**Available data:**
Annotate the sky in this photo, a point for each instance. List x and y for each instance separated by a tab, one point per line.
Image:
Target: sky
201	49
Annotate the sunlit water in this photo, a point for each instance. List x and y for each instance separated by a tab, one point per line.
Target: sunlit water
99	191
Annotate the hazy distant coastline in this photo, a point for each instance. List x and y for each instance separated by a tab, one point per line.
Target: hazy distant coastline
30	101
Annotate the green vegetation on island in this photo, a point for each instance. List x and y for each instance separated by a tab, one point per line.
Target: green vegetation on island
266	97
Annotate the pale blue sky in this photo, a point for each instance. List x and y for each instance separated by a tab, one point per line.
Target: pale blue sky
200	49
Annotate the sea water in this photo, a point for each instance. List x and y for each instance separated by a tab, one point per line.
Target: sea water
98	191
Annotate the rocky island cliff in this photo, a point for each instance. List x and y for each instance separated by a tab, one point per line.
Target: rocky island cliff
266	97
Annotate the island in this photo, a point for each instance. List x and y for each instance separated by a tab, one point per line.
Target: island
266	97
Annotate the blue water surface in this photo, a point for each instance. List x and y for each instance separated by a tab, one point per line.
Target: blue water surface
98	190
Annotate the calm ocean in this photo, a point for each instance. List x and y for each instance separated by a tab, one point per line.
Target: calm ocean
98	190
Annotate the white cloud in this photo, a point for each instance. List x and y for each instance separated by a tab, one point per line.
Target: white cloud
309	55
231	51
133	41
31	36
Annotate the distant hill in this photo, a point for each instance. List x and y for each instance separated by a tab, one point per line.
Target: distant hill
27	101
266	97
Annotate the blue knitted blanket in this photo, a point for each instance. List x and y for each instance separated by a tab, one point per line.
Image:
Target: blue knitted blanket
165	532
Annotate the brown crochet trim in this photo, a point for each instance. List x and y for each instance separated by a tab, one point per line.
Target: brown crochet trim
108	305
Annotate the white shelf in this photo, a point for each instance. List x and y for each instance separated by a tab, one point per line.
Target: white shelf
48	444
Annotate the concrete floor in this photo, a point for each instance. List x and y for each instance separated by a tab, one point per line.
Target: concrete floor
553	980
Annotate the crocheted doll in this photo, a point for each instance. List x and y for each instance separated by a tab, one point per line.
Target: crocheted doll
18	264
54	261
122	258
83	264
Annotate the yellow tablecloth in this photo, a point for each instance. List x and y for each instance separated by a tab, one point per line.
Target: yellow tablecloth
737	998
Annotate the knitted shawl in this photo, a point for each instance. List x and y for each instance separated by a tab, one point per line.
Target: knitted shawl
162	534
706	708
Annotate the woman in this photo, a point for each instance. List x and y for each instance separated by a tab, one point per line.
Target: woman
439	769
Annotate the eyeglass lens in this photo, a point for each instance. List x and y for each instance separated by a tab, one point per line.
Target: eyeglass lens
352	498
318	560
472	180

**Task to complete:** Render every line of the listing above as a numbered list, omitting blank lines.

**Worked solution:**
1. Annotate the sky in this photo, a point for each instance. List x and y for each instance separated by a tab, one point per line.
2. Image:
3. Target: sky
4. 201	49
5. Annotate the sunlit water in this photo, a point for each instance. List x and y for each instance separated by a tab, one point per line.
6. Target: sunlit water
7. 99	191
8. Annotate the hazy distant coastline in this photo, a point for each instance. List x and y for each instance separated by a tab, one point per line.
9. Target: hazy distant coastline
10. 30	101
11. Annotate the green vegetation on island in this photo, a point for each instance. List x and y for each instance separated by a tab, one point per line.
12. Target: green vegetation on island
13. 266	97
14. Annotate the pale blue sky in this photo, a point for each instance. List x and y for each instance separated by a tab, one point per line.
15. Target: pale blue sky
16. 200	49
17. Annotate the sea water in this photo, a point for each instance. List x and y for each instance separated by a tab, one point per line.
18. Target: sea water
19. 98	191
20. Annotate the rocky island cliff in this photo, a point for each instance. List x and y for each instance separated by a tab, one point per line.
21. Target: rocky island cliff
22. 266	97
23. Annotate the island in this photo, a point for each instance. List x and y for each instance separated by a tab, one point per line.
24. Target: island
25. 266	97
26. Annotate the blue water surface in this photo, a point for each instance. List x and y for each instance separated by a tab, one point per line.
27. Target: blue water surface
28. 98	190
29. Annotate the calm ocean in this photo, a point for each instance. List x and y for each instance separated by a tab, one point per line.
30. Target: calm ocean
31. 98	190
32. Annotate the white cloud in this photo, a point for each instance. List x and y for each instance separated by a tab, one point per line.
33. Target: white cloud
34. 309	55
35. 231	51
36. 133	41
37. 31	36
38. Annotate the distant hill in this photo, a point for each instance. List x and y for each instance separated by a tab, one point per line.
39. Target: distant hill
40. 27	101
41. 266	97
42. Annotate the blue knitted blanket in this photo, a point for each instance. List x and y for each instance separated by a tab, one point per line.
43. Image:
44. Target: blue knitted blanket
45. 165	532
46. Annotate the brown crochet trim in this photo, a point for each instance. List x and y for each instance separated by a tab, one point per line.
47. Target: brown crochet trim
48. 108	305
49. Annotate the white shelf in this photo, a point for each instance. List x and y for each instance separated by a tab, one point per line.
50. Target: white shelf
51. 48	444
52. Annotate the concrete floor in this photo, a point for each instance. List x and y for each instance separated by a tab, one point per line.
53. Target: concrete floor
54. 553	980
55. Annotate the crocheted doll in this photo, a point for each instance. List x and y for each instance separated by a tab, one point per line.
56. Target: crocheted doll
57. 18	264
58. 54	261
59. 122	258
60. 83	264
61. Annotate the yellow tablecloth in this photo, a point for each instance. List x and y for each instance separated by a tab, one point per line.
62. Target: yellow tablecloth
63. 737	998
64. Annotate the knitted shawl in this photo, a point for each instance. List x and y for each instance separated by a tab, one point per line.
65. Target: knitted shawl
66. 162	534
67. 706	708
68. Annotate the woman in this photo, a point for each instance. List x and y for each instance separated by a tab, one point per line.
69. Target: woman
70. 439	769
71. Annotate the eyeglass lens in this photo, a point for each instance. List x and y for each instance separated by a tab, one point per line.
72. Target: eyeglass lens
73. 352	498
74. 318	560
75. 472	180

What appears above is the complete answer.